Recopiez le passage du texte sur le postanarchisme qui commence à « Du point de » et finit à « l’anarchisme dit classique. », en y substituant « en réseau » à « réticulaire ».

==== TEXTE EXTRAIT

Postanarchisme et illimitation du vide

Du point de vue « socialiste et libertaire » qui est le sien, Renaud Garcia s’intéresse naturellement aux influences que les théories de la déconstruction – celles de Foucault, Deleuze et Guattari, plus précisément – ont exercées, outre-Atlantique notamment, dans l’émergence, à partir des années 1990, d’un néo-anarchisme réticulaire assumé comme postmoderne et, par là même, dégagé de toute connexion, même vague, avec l’histoire de l’anarchisme dit classique.

De fait, comme pour le postféminisme, dont la cible principale reste le féminisme historique, le postanarchisme se présente, non comme un greffon d’époque sur un anarchisme d’une autre époque – à la manière du marxisme libertaire ou des courants « néo » de l’après-68 – mais comme une projection pure et simple, sur le terrain permissif et non clos de l’anarchie, des lieux communs du révisionnisme universitaire postmoderne dont la double caractéristique est d’être aussi indifférent à la question de l’émancipation sociale que friand d’identité floue. Partant de là, il semble inapproprié – et même contreproductif –, dans une perspective d’élucidation critique du postanarchisme, de reprendre, comme le fait Renaud Garcia, l’ancienne différenciation, déjà moyennement opérationnelle en règle générale, entre un anarchisme dit social et un anarchisme dit existentiel (ou individualiste). Appliquer cette grille de lecture au postanarchisme, c’est induire, in fine, qu’il se situerait, sans plus, dans la filiation historique d’une de ces deux traditions de l’anarchisme classique, ce qui pose question. Car il fait peu de doute, à nos yeux que, dans l’amicale querelle, évoquée par Renaud Garcia, qui opposa, en 1901 – à partir d’une même vision anarchiste-communiste du monde et d’une même approche de l’humaine condition – le « vieux » Pierre Kropotkine à la « jeune » Emma Goldman sur la question de la place devant être accordée à la libération sexuelle dans le combat global pour l’émancipation sociale, les postanarchistes ne verraient, à coup sûr, aujourd’hui, pour se mettre à leur niveau de sous-langage, qu’une double expression d’une même vision hétéronormée de la domination blanche.

========
==== DONNÉES FOURNIES

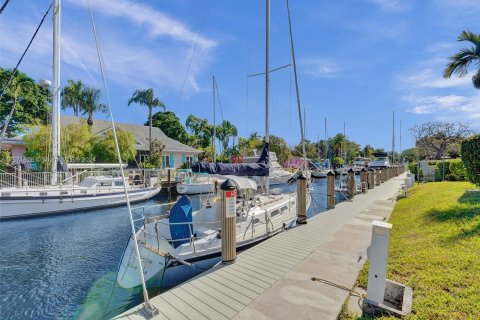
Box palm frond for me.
[457,31,480,47]
[443,47,480,79]
[472,70,480,90]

========

*CORRIGÉ*.
Du point de vue « socialiste et libertaire » qui est le sien, Renaud Garcia s’intéresse naturellement aux influences que les théories de la déconstruction – celles de Foucault, Deleuze et Guattari, plus précisément – ont exercées, outre-Atlantique notamment, dans l’émergence, à partir des années 1990, d’un néo-anarchisme en réseau assumé comme postmoderne et, par là même, dégagé de toute connexion, même vague, avec l’histoire de l’anarchisme dit classique.